▶ [Task directions]:
Copy each line of the records below that has "sofa" in it.

▶ [Records for this exercise]:
=== Begin Enclosure ===

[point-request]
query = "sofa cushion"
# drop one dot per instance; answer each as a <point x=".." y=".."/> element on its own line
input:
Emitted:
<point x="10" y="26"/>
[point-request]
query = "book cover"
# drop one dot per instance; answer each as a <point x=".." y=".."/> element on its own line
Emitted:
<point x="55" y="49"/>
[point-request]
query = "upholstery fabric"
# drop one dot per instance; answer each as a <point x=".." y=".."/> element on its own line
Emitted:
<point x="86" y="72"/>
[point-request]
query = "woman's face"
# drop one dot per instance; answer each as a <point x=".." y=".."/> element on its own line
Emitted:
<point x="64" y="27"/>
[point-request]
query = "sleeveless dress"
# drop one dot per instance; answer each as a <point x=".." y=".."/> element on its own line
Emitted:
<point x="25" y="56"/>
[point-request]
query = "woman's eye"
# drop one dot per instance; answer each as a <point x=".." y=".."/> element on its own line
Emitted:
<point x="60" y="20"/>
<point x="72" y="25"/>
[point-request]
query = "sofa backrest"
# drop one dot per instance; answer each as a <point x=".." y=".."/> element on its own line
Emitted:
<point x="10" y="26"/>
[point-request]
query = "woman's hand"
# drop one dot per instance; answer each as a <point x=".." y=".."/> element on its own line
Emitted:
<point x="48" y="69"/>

=== End Enclosure ===

▶ [Result of this exercise]:
query = "sofa cushion"
query = "sofa backrest"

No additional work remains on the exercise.